Text:
While a majority of Natural Language Processing (NLP) models focus on English, the real world requires solutions that work with languages across the globe.
A U.S. business may create a model for classifying customer support tickets in English, but then need French and German versions of that model when they open affiliates in Europe. Labeling data from scratch for every new language would not scale, even if the final architecture remained the same. Performant machine learning systems need to support this demand.
While Snorkel Flow offers the ability to iterate and adapt to changes in business requirements or datasets, we tested and confirmed that this extends to expanding models to different languages. In this article, we discuss key Snorkel Flow features and capabilities that help data science and machine learning teams to adapt NLP models to non-English languages. We dive into two specific examples: a Chinese entity extraction problem and a broader multilingual tweet dataset to see how Snorkel Flow is used to develop high-quality NLP applications.
Challenges in adapting NLP models to non-English languages
There are several challenges that can arise when adapting natural language processing (NLP) models to non-English languages. Here are three common challenges:
- Lack of resources: It can be difficult to find large, high-quality datasets in non-English languages, which is often necessary for training effective NLP models. Additionally, there may be fewer pre-trained models or language-specific resources available for use.
- Language complexity: Some languages, such as Chinese and Arabic, have complex characters and scripts that can make them more difficult to process using NLP algorithms.
- Cultural differences: NLP models are heavily influenced by the language and culture of the people who use them. As a result, it can be challenging to adapt models developed for one language and culture to work effectively in another language and culture. This may require extensive customization and fine-tuning of the model.

Request 1: Print the stretch of the records below from the line containing "Teacher note: indicate the player's ear" through the last line of the records, keeping every line identical.

Stored data entries:
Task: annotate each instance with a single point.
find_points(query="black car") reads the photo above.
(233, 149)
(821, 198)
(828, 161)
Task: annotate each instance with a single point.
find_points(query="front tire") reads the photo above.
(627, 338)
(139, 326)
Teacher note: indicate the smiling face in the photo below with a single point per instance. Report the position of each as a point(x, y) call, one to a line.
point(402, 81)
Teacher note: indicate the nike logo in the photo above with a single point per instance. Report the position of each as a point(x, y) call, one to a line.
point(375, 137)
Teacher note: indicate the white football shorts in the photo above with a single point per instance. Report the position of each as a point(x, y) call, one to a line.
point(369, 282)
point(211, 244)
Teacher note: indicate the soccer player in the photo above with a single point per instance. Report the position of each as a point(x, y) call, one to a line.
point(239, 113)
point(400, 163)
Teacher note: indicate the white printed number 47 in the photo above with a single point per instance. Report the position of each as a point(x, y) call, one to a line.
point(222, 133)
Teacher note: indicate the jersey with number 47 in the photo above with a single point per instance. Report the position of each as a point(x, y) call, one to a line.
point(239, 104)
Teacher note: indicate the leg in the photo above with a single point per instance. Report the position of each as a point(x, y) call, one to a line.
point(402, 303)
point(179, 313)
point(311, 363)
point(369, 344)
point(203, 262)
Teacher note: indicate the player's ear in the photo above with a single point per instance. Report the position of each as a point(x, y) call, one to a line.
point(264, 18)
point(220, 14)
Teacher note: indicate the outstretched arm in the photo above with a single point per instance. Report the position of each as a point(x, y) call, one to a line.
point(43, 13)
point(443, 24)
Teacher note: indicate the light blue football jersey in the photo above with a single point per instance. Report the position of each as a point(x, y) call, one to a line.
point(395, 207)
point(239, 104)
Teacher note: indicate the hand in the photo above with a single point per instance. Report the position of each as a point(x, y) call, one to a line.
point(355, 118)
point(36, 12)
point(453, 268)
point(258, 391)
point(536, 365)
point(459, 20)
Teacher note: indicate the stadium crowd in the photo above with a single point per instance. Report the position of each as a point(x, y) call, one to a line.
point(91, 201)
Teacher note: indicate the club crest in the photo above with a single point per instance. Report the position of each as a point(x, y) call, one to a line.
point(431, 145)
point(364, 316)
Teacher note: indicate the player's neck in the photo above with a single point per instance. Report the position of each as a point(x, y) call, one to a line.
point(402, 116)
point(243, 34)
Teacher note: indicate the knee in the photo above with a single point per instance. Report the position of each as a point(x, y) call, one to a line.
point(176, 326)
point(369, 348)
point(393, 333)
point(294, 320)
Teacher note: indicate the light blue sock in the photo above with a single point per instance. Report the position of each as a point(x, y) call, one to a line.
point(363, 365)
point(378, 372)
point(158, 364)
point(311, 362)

Request 2: Output the stretch of the article on adapting NLP models to non-English languages from "- Language complexity: Some" through "of the model.", word for word.

Exercise result 1:
Teacher note: indicate the player's ear in the photo above with a single point per instance. Report the position of each as a point(x, y) call, one to a line.
point(264, 18)
point(220, 14)
Teacher note: indicate the outstretched arm in the photo above with a single point per instance. Report the position of each as a point(x, y) call, one to a line.
point(43, 13)
point(443, 24)
Teacher note: indicate the light blue football jersey in the photo above with a single point per instance. Report the position of each as a point(x, y) call, one to a line.
point(395, 207)
point(239, 104)
Teacher note: indicate the hand in the photo above with a single point per instance. Report the position of each as a point(x, y) call, one to a line.
point(355, 118)
point(36, 12)
point(453, 268)
point(258, 391)
point(536, 365)
point(459, 20)
Teacher note: indicate the stadium crowd in the photo above with a single point per instance. Report the position of each as a point(x, y) call, one to a line.
point(91, 201)
Teacher note: indicate the club crest in the photo above with a single point per instance. Report the position of each as a point(x, y) call, one to a line.
point(431, 145)
point(364, 316)
Teacher note: indicate the player's neck in the photo above with a single point per instance. Report the position of each as a point(x, y) call, one to a line.
point(402, 116)
point(243, 34)
Teacher note: indicate the knee in the photo above with a single point per instance. Report the position of each as a point(x, y) call, one to a line.
point(176, 326)
point(369, 348)
point(393, 333)
point(294, 320)
Teacher note: indicate the light blue sock in the photo above with a single point per instance. Report the position of each as a point(x, y) call, one to a line.
point(363, 365)
point(378, 372)
point(158, 364)
point(311, 362)

Exercise result 2:
- Language complexity: Some languages, such as Chinese and Arabic, have complex characters and scripts that can make them more difficult to process using NLP algorithms.
- Cultural differences: NLP models are heavily influenced by the language and culture of the people who use them. As a result, it can be challenging to adapt models developed for one language and culture to work effectively in another language and culture. This may require extensive customization and fine-tuning of the model.